■ SHORT PROBLEM:
Transcribe the records that follow, preserving every word.

_ _ _ _ _

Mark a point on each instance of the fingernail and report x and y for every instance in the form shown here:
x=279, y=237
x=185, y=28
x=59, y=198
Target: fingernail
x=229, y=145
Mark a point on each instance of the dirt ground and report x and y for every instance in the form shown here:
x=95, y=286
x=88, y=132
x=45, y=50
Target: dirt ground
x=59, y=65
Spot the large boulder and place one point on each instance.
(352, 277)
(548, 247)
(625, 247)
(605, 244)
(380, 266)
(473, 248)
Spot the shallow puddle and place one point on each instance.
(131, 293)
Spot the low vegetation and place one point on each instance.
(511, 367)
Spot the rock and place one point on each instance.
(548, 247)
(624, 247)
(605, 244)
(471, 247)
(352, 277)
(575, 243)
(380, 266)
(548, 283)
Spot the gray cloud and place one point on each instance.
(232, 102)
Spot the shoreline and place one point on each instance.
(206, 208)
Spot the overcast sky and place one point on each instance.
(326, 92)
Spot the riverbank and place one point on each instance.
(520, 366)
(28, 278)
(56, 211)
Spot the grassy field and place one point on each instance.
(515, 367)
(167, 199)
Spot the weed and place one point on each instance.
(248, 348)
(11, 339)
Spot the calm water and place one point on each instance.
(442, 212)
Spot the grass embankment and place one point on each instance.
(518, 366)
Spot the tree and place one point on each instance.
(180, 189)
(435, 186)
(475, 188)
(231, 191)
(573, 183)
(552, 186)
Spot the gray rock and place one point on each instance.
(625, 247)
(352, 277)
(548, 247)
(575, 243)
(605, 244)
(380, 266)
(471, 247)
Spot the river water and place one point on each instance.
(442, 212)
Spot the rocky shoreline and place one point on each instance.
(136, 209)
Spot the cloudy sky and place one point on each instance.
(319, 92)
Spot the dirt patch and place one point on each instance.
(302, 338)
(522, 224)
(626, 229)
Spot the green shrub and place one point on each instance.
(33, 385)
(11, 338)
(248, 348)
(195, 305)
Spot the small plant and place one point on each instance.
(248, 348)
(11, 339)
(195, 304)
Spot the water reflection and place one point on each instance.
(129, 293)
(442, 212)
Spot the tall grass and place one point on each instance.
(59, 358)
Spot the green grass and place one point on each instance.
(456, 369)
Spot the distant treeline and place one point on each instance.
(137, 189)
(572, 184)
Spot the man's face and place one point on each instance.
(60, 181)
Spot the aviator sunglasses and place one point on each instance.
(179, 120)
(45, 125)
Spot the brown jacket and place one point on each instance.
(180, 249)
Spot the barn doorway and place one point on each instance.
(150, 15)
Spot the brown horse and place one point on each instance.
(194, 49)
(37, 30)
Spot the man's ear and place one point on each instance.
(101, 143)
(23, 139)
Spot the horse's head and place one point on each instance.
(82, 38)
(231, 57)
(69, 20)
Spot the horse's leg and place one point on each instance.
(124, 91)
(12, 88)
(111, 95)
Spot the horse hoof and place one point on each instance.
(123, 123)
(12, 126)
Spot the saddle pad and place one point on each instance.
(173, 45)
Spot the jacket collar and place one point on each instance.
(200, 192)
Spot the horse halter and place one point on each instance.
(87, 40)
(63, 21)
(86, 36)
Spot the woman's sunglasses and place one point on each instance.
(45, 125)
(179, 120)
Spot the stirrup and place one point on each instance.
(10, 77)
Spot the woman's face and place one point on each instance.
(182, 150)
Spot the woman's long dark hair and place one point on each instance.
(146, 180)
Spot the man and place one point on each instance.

_ _ _ _ _

■ THE RESULT:
Mark a point on each instance of the fingernail and report x and y for every instance in the form shown here:
x=279, y=237
x=185, y=28
x=59, y=198
Target: fingernail
x=229, y=145
Mark a point on each instance of the dirt ground and report x and y for every instance in the form shown here:
x=95, y=286
x=88, y=132
x=45, y=50
Target: dirt ground
x=59, y=65
Spot the large boulder and place one point on each instance.
(352, 277)
(548, 247)
(625, 247)
(605, 244)
(380, 266)
(473, 248)
Spot the shallow puddle and place one point on each instance.
(131, 293)
Spot the low vegetation and place one point on each instance.
(511, 367)
Spot the rock and place one point on each instance.
(548, 247)
(624, 247)
(605, 244)
(471, 247)
(352, 277)
(575, 243)
(380, 266)
(548, 283)
Spot the gray cloud and place one point on each instance.
(232, 102)
Spot the shoreline and place one point on each instance.
(206, 208)
Spot the overcast sky and place one point on each instance.
(326, 92)
Spot the riverbank and place one point on each instance.
(520, 366)
(28, 278)
(56, 211)
Spot the grassy field and place one point on each instance.
(515, 367)
(167, 199)
Spot the weed and place one point on each instance.
(248, 348)
(11, 339)
Spot the calm water and place one point on each instance.
(442, 212)
Spot the grass embankment and place one point on each instance.
(518, 366)
Spot the tree and place one point on each instance.
(180, 189)
(435, 186)
(475, 188)
(231, 191)
(573, 183)
(552, 186)
Spot the gray rock and place one point on each instance.
(625, 247)
(352, 277)
(548, 247)
(575, 243)
(605, 244)
(380, 266)
(471, 247)
Spot the river water and place one point on each instance.
(442, 212)
Spot the rocky shoreline and place one point on each instance.
(136, 209)
Spot the cloudy sky and place one point on each instance.
(319, 92)
Spot the dirt patch and place one point on each instance.
(302, 338)
(522, 224)
(626, 229)
Spot the green shrub and place one point on each instance.
(33, 385)
(11, 338)
(248, 348)
(195, 305)
Spot the small plant and place one point on each instance.
(248, 348)
(11, 339)
(195, 304)
Spot the water reflection and place one point on each instance.
(129, 293)
(442, 212)
Spot the tall grass and place one point on each instance.
(59, 358)
Spot the green grass and place one point on each instance.
(456, 369)
Spot the distant treeline and place one point on each instance.
(137, 189)
(572, 184)
Spot the man's face and place one point on each instance.
(60, 181)
Spot the aviator sunglasses and place one point on each instance.
(179, 120)
(45, 125)
Spot the brown jacket and place one point on each instance.
(180, 249)
Spot the barn doorway and place one point on each instance.
(150, 15)
Spot the brown horse and place one point on each instance.
(194, 49)
(37, 30)
Spot the man's ear and place one point on each instance.
(101, 143)
(23, 139)
Spot the horse's head and place one point on each instance.
(82, 38)
(231, 57)
(69, 20)
Spot the horse's leg and place one point on each instance.
(124, 91)
(12, 88)
(111, 95)
Spot the horse hoof and place one point on each instance.
(123, 123)
(12, 126)
Spot the saddle pad and place one point on each instance.
(173, 45)
Spot the jacket collar and place one point on each instance.
(200, 192)
Spot the horse halter and place one point on each instance.
(87, 40)
(63, 21)
(86, 36)
Spot the woman's sunglasses and place one point on each instance.
(45, 125)
(179, 120)
Spot the stirrup and place one point on each instance.
(10, 77)
Spot the woman's face and place one point on each instance.
(182, 150)
Spot the woman's long dark hair and place one point on each instance.
(146, 180)
Spot the man and place one point on each instance.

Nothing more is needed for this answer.